[Document section — start]

As much as I’m looking forward to eventually having a family of my own, let’s just say I’m not looking forward to the chaos of family ward church meetings.

June 17th, 2006

Crackpot Celebrityism

“Celebrityism, stated simply, is the worship of celebrities as some sort of demigods, watching their every move and looking up to them as if they are something more than humans.” (source)

Celebrityism really irks me. Turn on the TV, and you’re bombarded with celebrities in commercials, on EXTRA, Entertainment Tonight, Leno/Letterman, or reality TV (barf). Our society has become consumed with an interest in and worship of these hollywood actors.

People monitor their daily activities, where they go, who they hang out with. Tabloids make a fortune off of slandering them. Paparazzi make a living off of stalking them and taking pictures of them doing normal, every day things. Who cares who kissed whom? Who cares who said what to whom? Who cares who ate at some normal restaurant? They put their pants on one leg at a time, just like the rest of us. Why don’t people come watch my every move? Perhaps somebody can make a fortune by reporting that I use Charmin 2-ply.

I just don’t understand what is so special about “celebrities” that give them an elevated status in society, to the point where it becomes an obsession with “normal” people everywhere. They’re just people, for heaven’s sake!!!

I think that those who idolize these celebrities are naive, incompetent, and bored. Get a life, people. Create lasting, meaning relationships with those around you, not some distant actor who would never give you the time of day. Pop your bubble, stop your fantasy, and get on with life.

June 16th, 2006

Harry Reid and First Presidency Opposition

Harry Reid, Senate Minority Leader, is a member of The Church of Jesus Christ of Latter-day Saints. He is also a democrat. Some would argue that being an LDS Democrat is like trying to mix oil and water. It just doesn’t work.

A few weeks ago, the First Presidency of the Church issued a statement urging all members to contact their elected representatives and make their voices heard regarding this divisive, important topic.

However, Harry Reid, while supporting marriage being between a man and a woman, stands in opposition to a federal-level, constitutional amendment:

“This is another one of the President’s efforts to frighten, to distort, to distract, and to confuse America. It is this Administration’s way of avoiding the tough, real problems that American citizens are confronted with each and every day.” (source)

[Document section — finish]

### Task directions
From the blog posts, list each TV outlet where the writer says viewers are bombarded with celebrities.

[Records shown — start]

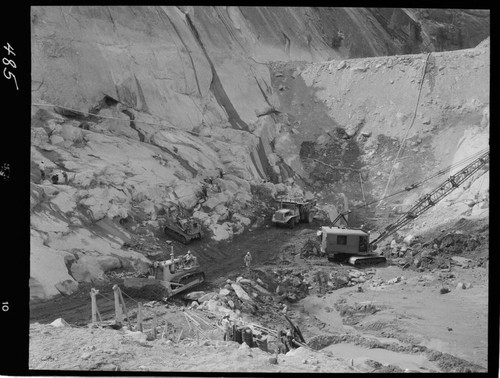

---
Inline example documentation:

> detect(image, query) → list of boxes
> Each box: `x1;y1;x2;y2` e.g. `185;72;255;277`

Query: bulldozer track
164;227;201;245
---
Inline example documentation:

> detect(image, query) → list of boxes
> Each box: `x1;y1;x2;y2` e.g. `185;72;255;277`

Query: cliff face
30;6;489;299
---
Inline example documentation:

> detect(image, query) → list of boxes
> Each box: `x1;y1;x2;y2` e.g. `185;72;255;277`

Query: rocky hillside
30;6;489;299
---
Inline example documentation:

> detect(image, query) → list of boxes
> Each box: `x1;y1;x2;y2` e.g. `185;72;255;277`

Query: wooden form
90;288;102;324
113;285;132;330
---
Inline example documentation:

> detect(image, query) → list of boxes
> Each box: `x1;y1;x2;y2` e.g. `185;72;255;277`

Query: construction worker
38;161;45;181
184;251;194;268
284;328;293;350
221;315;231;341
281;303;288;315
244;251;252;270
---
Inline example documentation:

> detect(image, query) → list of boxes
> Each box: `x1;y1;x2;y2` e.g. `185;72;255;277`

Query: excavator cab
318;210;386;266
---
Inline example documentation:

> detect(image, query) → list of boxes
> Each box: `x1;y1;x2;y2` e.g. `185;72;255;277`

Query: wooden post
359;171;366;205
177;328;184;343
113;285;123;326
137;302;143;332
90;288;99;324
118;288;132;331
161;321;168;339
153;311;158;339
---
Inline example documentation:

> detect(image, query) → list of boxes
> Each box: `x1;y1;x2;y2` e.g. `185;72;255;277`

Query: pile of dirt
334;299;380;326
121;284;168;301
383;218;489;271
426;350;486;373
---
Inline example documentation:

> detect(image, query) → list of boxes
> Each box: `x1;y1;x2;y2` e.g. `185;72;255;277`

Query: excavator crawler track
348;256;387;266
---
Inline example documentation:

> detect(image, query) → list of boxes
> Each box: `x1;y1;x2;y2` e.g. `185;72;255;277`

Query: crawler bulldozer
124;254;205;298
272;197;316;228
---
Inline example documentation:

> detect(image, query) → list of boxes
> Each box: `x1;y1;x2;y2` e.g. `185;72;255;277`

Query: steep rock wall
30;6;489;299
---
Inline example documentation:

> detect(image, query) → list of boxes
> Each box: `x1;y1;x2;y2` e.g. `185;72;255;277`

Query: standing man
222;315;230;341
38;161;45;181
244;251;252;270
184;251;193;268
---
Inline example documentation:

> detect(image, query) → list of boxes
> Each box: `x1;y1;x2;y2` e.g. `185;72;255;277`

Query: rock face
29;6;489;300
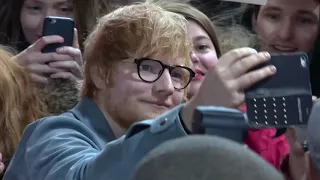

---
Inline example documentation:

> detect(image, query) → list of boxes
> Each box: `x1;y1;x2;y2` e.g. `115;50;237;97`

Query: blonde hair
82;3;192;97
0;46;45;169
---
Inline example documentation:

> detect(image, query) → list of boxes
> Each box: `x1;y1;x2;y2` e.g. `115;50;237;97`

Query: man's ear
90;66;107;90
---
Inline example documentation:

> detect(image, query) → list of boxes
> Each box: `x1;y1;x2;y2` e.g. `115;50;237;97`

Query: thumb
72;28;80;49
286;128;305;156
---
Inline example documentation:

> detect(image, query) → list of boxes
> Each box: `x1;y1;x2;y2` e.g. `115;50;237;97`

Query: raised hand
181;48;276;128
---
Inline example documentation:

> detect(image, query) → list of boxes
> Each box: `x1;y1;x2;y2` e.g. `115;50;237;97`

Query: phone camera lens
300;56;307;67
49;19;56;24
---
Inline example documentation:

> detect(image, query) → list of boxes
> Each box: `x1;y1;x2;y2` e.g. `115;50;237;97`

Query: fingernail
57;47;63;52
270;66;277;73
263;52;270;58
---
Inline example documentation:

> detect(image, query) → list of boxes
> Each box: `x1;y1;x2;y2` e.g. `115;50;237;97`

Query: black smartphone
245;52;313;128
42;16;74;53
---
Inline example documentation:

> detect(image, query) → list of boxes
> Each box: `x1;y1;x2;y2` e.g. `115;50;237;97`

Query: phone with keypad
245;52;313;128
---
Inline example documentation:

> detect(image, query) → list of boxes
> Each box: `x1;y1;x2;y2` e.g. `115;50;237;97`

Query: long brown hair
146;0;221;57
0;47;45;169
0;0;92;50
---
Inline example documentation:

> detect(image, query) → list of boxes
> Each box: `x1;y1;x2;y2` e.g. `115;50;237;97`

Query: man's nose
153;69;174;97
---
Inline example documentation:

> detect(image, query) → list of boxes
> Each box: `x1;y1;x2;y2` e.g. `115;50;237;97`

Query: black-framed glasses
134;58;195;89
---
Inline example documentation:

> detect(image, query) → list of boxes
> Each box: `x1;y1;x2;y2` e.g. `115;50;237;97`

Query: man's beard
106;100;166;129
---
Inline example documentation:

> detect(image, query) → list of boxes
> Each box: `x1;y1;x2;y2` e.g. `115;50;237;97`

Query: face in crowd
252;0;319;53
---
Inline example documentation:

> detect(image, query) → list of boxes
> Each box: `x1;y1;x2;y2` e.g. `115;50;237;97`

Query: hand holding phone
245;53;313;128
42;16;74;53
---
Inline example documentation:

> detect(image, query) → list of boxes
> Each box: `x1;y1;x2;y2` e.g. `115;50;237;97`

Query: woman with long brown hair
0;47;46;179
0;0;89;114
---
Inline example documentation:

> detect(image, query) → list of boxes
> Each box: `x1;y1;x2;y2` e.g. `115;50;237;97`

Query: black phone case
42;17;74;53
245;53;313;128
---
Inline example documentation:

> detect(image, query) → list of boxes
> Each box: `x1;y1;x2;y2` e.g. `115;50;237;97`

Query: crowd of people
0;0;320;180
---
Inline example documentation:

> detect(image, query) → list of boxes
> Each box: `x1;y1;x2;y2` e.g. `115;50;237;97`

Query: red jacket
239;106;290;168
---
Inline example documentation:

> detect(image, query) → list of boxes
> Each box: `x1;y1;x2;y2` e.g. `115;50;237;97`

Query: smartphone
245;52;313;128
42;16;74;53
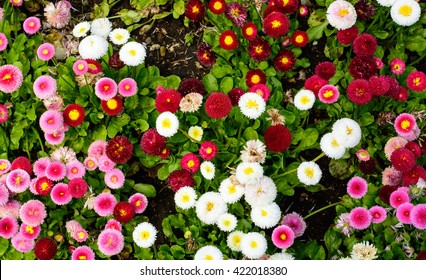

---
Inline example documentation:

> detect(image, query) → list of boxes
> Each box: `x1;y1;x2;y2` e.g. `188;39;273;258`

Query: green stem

[Records shown — finish]

### Response box
- commercials
- EXTRA
- Entertainment Tonight
- Leno/Letterman
- reality TV